-- TASK PROMPT --
Return exactly the lines that run from the one containing "task | place a marker on each instance of the sandy" to the end of the entries, with both ends included.

-- DATASET EXTRACT --

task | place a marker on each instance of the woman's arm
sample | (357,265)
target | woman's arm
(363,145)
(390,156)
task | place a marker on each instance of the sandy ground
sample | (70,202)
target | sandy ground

-- PROBLEM SOLUTION --
task | place a marker on each instance of the sandy ground
sample | (70,202)
target | sandy ground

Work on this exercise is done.